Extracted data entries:
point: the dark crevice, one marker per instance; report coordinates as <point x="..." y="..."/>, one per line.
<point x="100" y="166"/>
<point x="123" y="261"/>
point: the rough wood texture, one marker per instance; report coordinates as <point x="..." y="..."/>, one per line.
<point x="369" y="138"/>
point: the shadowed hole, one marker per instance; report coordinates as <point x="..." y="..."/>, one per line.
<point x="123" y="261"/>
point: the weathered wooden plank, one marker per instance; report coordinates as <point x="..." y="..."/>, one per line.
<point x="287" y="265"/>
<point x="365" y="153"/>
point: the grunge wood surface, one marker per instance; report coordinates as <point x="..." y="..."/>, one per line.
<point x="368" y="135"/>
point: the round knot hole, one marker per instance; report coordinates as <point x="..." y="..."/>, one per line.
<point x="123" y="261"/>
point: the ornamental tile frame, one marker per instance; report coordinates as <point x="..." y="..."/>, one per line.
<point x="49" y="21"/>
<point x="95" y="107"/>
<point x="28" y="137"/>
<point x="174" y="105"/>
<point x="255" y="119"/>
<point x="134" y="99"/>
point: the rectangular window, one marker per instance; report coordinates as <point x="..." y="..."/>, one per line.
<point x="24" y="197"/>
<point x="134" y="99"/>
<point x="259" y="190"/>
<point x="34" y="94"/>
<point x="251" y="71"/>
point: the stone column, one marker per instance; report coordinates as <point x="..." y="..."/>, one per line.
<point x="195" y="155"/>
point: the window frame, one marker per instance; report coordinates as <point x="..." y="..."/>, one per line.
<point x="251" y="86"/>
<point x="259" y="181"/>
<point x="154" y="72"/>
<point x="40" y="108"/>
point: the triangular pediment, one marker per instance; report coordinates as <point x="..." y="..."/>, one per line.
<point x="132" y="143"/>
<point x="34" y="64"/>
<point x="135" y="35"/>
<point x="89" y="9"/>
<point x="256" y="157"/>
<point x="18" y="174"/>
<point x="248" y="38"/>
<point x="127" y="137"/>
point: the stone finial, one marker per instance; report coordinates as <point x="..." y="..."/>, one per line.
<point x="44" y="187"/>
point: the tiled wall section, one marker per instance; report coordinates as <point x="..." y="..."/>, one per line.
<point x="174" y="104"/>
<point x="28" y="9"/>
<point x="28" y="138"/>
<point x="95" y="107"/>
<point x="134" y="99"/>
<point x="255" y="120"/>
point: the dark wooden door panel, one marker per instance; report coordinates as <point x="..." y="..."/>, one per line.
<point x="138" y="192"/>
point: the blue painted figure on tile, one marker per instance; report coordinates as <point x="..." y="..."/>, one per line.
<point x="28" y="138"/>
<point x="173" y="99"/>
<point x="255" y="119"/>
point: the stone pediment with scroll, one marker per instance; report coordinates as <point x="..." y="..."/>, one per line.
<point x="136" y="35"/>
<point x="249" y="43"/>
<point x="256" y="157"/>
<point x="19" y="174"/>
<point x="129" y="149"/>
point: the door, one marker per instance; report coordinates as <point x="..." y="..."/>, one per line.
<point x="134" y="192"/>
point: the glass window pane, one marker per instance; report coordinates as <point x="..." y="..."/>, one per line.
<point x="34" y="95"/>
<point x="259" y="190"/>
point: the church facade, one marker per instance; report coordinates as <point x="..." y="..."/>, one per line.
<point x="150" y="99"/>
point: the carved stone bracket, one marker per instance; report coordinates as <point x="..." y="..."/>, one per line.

■ **TASK DETAILS**
Go through the data above and transcribe every entry exactly.

■ **WRITTEN RESPONSE**
point: the dark crevice, one marker per instance; report coordinates as <point x="..." y="..."/>, one per line.
<point x="100" y="166"/>
<point x="123" y="261"/>
point: the rough wood texture, one marker per instance; report coordinates as <point x="..." y="..."/>, one per line.
<point x="369" y="138"/>
point: the shadowed hole, one marker per instance; report coordinates as <point x="..." y="..."/>, one per line.
<point x="123" y="261"/>
point: the weathered wooden plank, one marker per instance; report coordinates as <point x="..." y="..."/>, one per line.
<point x="287" y="265"/>
<point x="365" y="153"/>
point: the grunge wood surface, one marker per instance; report coordinates as <point x="..." y="..."/>, one per line.
<point x="368" y="135"/>
point: the round knot hole, one marker per instance; report coordinates as <point x="..." y="..."/>, one per line.
<point x="123" y="261"/>
point: the ornamental tile frame, one marker per instance; report coordinates as <point x="..." y="..."/>, one per line.
<point x="49" y="21"/>
<point x="95" y="107"/>
<point x="28" y="137"/>
<point x="174" y="105"/>
<point x="255" y="119"/>
<point x="134" y="99"/>
point: the rectangular window, one marker per instance; report coordinates as <point x="..." y="..."/>, one per line.
<point x="24" y="197"/>
<point x="134" y="99"/>
<point x="259" y="190"/>
<point x="34" y="94"/>
<point x="251" y="71"/>
point: the stone column, one marker per instance; report coordinates as <point x="..." y="..."/>, one per line.
<point x="195" y="155"/>
point: the window frame, one marker per instance; report coordinates as <point x="..." y="..."/>, one per line.
<point x="251" y="86"/>
<point x="259" y="181"/>
<point x="154" y="72"/>
<point x="40" y="108"/>
point: the triangular pediment, one marker per instance; report coordinates as <point x="..." y="..."/>, one per line.
<point x="132" y="143"/>
<point x="34" y="64"/>
<point x="135" y="35"/>
<point x="89" y="9"/>
<point x="256" y="157"/>
<point x="18" y="174"/>
<point x="248" y="38"/>
<point x="127" y="137"/>
point: the stone finial, one marker per instance; report coordinates as <point x="..." y="..."/>, one per line.
<point x="44" y="187"/>
point: the tiled wall section, one marker per instance; report coordinates as <point x="..." y="..."/>, one per line.
<point x="174" y="104"/>
<point x="28" y="9"/>
<point x="28" y="138"/>
<point x="95" y="107"/>
<point x="134" y="99"/>
<point x="255" y="120"/>
point: the dark wooden door panel, one marker per instance; report coordinates as <point x="..." y="..."/>, one per line.
<point x="138" y="192"/>
point: the blue painted figure on tile, one marker per instance; report coordinates as <point x="..." y="..."/>, one per line.
<point x="28" y="138"/>
<point x="173" y="99"/>
<point x="255" y="119"/>
point: the stone pediment with scroll, one marker per instance; report coordinates as <point x="..." y="..."/>, one per line.
<point x="136" y="35"/>
<point x="249" y="43"/>
<point x="256" y="157"/>
<point x="19" y="174"/>
<point x="129" y="149"/>
point: the door, one marker per instance; report coordinates as <point x="..." y="..."/>, one per line.
<point x="134" y="192"/>
point: the glass window pane, one marker per instance; report coordinates as <point x="..." y="..."/>, one per line.
<point x="34" y="95"/>
<point x="259" y="190"/>
point: the church facade, one marker per instance; report coordinates as <point x="..." y="..."/>, one per line.
<point x="150" y="99"/>
point: the carved stone bracket, one marker per instance; report coordinates as <point x="..." y="..."/>, one per line.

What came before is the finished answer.